* [Problems]:
a - Answer these questions using the email thread:
(i) What does IWG stand for?
(ii) How long ago was the roundtable at the LLVM Dev Meeting held?
(iii) Which option does the reply say can be used to commit an approved PR as a single commit?
b - Reproduce the email thread's text between "On Thu, Sep 30, 2021 at 8:05" and "last week coincidentally.", inclusive.

* [Passage provided]:
On Thu, Sep 30, 2021 at 8:05 PM Hubert Tong
<hubert.reinterpretc...@gmail.com> wrote:
>
> On Thu, Sep 30, 2021 at 6:56 PM Mehdi AMINI via cfe-commits 
> <cfe-commits@lists.llvm.org> wrote:
>>
>> We talked about this with the IWG (Infrastructure Working Group) just
>> last week coincidentally.
>> Two major blocking tracks that were identified at the roundtable
>> during the LLVM Dev Meeting exactly 2 years ago are still an issue
>> today:
>>
>> 1) Replacement for Herald rules. This is what allows us to subscribe
>> and track new revisions or commits based on paths in the repo or other
>> criteria. We could build a replacement based on GitHub action or any
>> other kind of service, but this is a bit tricky (how do you store
>> emails privately? etc.). I have looked around online but I didn't find
>> another OSS project (or external company) providing a similar service
>> for GitHub unfortunately, does anyone know of any?
>>
>> 2) Support for stacked commits. I can see how to structure this
>> somehow assuming we would push pull-request branches in the main repo
>> (with one new commit per branch and cascading the pull-requests from
>> one branch to the other), otherwise this will be a major regression
>> compared to the current workflow.
>>
>> What remains unknown to me is the current state of GitHub management
>> of comments across `git commit --amend` and force push to update a
>> branch.
>
>
> Force pushing to a PR branch does make it harder for reviewers to see how 
> review comments were addressed or what was done since they last looked at the 
> PR. Are your use cases addressed if the workflow consists of pushing 
> additional commits to address comments or pushing a merge commit to refresh 
> the PR branch? When the PR is approved, the "squash and merge" option can be 
> used to commit the patch as a single commit.

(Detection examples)
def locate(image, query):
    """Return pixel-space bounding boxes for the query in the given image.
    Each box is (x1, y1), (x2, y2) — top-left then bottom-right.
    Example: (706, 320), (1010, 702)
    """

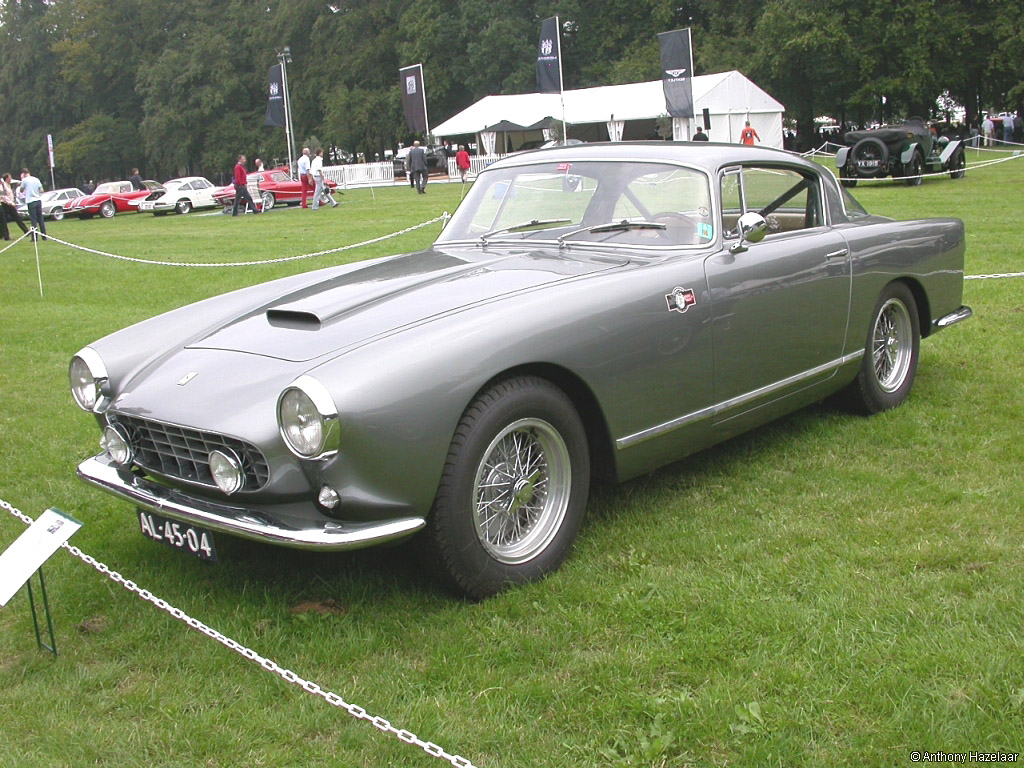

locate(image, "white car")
(17, 186), (85, 221)
(138, 176), (217, 215)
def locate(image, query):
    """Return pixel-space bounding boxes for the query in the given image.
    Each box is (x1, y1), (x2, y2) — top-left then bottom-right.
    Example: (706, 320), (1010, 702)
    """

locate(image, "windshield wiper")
(480, 219), (572, 243)
(558, 219), (668, 244)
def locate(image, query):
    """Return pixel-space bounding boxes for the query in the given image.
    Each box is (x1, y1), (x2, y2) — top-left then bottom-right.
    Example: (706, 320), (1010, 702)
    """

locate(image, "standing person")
(309, 148), (338, 211)
(981, 115), (995, 146)
(231, 155), (259, 216)
(18, 168), (46, 242)
(298, 146), (313, 208)
(408, 141), (427, 195)
(739, 120), (761, 146)
(455, 144), (469, 184)
(0, 173), (29, 240)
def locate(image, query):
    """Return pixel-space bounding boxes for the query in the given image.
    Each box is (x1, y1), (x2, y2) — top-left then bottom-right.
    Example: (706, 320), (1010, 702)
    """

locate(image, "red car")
(213, 168), (338, 211)
(65, 180), (164, 219)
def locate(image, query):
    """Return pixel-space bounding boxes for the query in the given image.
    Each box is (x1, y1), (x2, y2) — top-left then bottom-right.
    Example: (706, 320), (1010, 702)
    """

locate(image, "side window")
(722, 166), (825, 237)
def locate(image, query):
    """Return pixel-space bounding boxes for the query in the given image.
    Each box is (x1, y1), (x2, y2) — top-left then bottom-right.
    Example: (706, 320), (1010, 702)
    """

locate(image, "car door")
(705, 164), (851, 411)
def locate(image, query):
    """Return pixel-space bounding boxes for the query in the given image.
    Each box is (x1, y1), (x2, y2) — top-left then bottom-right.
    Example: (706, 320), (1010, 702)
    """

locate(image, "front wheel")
(423, 377), (590, 599)
(846, 283), (921, 414)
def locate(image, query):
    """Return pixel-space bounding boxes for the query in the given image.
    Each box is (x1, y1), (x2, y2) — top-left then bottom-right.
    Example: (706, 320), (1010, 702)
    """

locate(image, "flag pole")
(555, 15), (569, 144)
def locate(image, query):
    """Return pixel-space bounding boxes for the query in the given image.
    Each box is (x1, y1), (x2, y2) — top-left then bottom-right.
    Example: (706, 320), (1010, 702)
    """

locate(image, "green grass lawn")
(0, 158), (1024, 768)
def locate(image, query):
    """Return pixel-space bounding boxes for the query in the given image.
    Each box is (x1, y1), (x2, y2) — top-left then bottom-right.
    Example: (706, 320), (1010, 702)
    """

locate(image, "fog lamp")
(207, 449), (246, 496)
(99, 424), (135, 467)
(316, 485), (341, 509)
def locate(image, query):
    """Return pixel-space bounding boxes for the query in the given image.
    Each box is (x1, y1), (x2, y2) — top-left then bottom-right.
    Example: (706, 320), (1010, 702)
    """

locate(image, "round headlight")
(99, 424), (135, 467)
(278, 376), (339, 459)
(68, 347), (106, 411)
(208, 449), (246, 496)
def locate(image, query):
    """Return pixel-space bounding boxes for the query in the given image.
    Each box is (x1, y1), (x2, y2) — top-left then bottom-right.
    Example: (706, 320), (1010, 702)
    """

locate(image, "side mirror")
(729, 211), (768, 253)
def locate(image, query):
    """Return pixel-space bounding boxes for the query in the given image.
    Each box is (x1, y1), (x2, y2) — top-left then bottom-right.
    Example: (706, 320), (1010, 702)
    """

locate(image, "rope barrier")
(36, 211), (451, 267)
(0, 499), (475, 768)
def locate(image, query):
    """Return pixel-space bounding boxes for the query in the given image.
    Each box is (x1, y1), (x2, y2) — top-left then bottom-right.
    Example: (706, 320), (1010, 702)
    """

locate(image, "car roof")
(489, 141), (820, 177)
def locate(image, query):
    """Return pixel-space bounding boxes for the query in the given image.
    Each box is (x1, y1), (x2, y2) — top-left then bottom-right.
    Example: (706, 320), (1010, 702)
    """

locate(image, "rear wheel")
(422, 377), (590, 599)
(845, 283), (921, 414)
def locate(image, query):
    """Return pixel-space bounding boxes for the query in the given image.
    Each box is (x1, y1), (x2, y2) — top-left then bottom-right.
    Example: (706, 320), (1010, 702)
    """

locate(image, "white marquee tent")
(433, 71), (785, 154)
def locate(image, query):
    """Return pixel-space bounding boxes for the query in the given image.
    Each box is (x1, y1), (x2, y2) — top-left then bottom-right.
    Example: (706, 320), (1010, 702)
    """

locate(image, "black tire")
(421, 377), (590, 599)
(949, 150), (967, 179)
(850, 136), (889, 178)
(844, 283), (921, 414)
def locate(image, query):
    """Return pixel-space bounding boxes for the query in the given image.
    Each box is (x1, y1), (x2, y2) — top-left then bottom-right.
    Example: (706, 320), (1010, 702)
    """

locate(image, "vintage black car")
(836, 118), (967, 186)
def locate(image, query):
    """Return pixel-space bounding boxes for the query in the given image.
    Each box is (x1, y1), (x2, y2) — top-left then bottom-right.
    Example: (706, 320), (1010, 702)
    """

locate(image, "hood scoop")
(266, 309), (324, 331)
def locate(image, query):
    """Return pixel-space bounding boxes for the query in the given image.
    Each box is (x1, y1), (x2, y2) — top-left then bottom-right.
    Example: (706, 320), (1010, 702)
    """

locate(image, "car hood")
(187, 248), (628, 362)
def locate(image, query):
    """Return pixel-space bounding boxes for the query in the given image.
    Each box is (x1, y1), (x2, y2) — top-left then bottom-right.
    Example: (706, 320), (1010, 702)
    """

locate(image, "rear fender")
(899, 141), (919, 165)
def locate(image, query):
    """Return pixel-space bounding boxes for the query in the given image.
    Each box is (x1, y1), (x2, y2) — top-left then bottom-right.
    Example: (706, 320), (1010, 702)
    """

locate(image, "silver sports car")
(70, 142), (971, 598)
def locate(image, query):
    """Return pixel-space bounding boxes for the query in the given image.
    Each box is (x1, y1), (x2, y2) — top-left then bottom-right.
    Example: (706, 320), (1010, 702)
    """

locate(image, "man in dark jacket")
(408, 141), (427, 195)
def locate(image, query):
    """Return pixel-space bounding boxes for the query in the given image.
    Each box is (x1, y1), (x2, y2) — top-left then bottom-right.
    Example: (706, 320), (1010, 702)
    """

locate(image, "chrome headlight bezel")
(99, 424), (135, 467)
(207, 447), (246, 496)
(278, 376), (341, 461)
(68, 347), (110, 414)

* [Solutions in order]:
a -
(i) Infrastructure Working Group
(ii) Exactly 2 years ago
(iii) The "squash and merge" option

b -
On Thu, Sep 30, 2021 at 8:05 PM Hubert Tong
<hubert.reinterpretc...@gmail.com> wrote:
>
> On Thu, Sep 30, 2021 at 6:56 PM Mehdi AMINI via cfe-commits 
> <cfe-commits@lists.llvm.org> wrote:
>>
>> We talked about this with the IWG (Infrastructure Working Group) just
>> last week coincidentally.